### [Stated exercise A]
Please reproduce the part of the transcript that opens with the words containing "We welcome you" and closes with "rules, number one.".

### [Page]
++++++

This is a rush transcript. Copy may not be in its final form.

AMY GOODMAN: This is Democracy Now!, democracynow.org, The Quarantine Report. I’m Amy Goodman, as we continue our look at the historic second impeachment trial of Donald Trump for inciting the January 6th insurrection at the Capitol.

We’re joined by Ralph Nader, the longtime consumer advocate, corporate critic, former presidential candidate. He ran for president four times. He’s the author of many books, including his latest, written with Mark Green, Wrecking America: How Trump’s Lawbreaking and Lies Betray All. He is joining us from Winsted, Connecticut.

We welcome you to Democracy Now!, Ralph. Thanks so much for being with us. So, the Democrats have finished their case against Donald Trump in the Senate impeachment trial, this historic number two for one president. Your assessment of their arguments?

RALPH NADER: Well, Amy, it’s important to know that they were operating as civil proceeding attorneys. This is not a criminal proceeding; it’s a civil proceeding controlled completely by the U.S. Senate. The Supreme Court ruled in Nixon v. the U.S. years ago that the judiciary has no role whatsoever. There’s no appeal. There’s no protracted delays. It’s all up to the Senate, and the Senate rules, number one.

Number two, the purpose of this impeachment effort is prophylactic. It’s designed not just to hold Trump accountable under the Constitution, but to prevent future wannabe Trumps from behaving in the same way. And therefore, the only, really, result of a guilty verdict would be disqualifying Trump from running for federal office anymore.

++++++

### [Stated exercise B]
In the records, rewrite the part that opens with the line containing "the electrical outlet." and closes with the line containing "[41,132,119,200]", replacing "Examine" with "Inspect" and leaving everything else unchanged. Return only those lines.

++++++

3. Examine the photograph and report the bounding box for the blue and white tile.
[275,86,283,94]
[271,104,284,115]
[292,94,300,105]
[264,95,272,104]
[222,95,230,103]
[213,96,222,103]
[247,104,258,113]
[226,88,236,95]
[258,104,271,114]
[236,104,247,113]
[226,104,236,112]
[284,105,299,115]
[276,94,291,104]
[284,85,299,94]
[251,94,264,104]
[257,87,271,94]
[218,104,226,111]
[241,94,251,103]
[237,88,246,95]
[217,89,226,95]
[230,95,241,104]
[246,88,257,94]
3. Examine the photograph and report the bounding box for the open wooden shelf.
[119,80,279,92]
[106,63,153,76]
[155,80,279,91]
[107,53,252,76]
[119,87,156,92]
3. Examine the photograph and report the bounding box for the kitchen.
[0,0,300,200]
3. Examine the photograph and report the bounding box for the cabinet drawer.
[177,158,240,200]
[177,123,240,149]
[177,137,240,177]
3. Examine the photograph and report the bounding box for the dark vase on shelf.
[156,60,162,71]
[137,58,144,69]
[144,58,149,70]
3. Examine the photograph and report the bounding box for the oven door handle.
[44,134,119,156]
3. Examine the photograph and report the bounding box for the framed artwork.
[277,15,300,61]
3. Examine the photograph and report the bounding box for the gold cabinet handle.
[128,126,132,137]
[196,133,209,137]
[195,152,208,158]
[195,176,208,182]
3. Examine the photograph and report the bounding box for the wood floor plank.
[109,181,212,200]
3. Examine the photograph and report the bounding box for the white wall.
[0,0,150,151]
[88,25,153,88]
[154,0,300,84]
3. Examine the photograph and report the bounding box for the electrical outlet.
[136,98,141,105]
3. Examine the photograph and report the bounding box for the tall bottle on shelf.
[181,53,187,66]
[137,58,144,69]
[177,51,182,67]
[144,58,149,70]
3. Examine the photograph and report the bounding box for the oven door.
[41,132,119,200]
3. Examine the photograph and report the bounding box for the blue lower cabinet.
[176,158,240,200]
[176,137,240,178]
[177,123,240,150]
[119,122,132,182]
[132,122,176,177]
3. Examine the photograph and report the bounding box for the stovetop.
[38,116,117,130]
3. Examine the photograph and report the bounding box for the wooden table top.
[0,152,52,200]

++++++

### [Task output A]
We welcome you to Democracy Now!, Ralph. Thanks so much for being with us. So, the Democrats have finished their case against Donald Trump in the Senate impeachment trial, this historic number two for one president. Your assessment of their arguments?

RALPH NADER: Well, Amy, it’s important to know that they were operating as civil proceeding attorneys. This is not a criminal proceeding; it’s a civil proceeding controlled completely by the U.S. Senate. The Supreme Court ruled in Nixon v. the U.S. years ago that the judiciary has no role whatsoever. There’s no appeal. There’s no protracted delays. It’s all up to the Senate, and the Senate rules, number one.

### [Task output B]
3. Inspect the photograph and report the bounding box for the electrical outlet.
[136,98,141,105]
3. Inspect the photograph and report the bounding box for the tall bottle on shelf.
[181,53,187,66]
[137,58,144,69]
[177,51,182,67]
[144,58,149,70]
3. Inspect the photograph and report the bounding box for the oven door.
[41,132,119,200]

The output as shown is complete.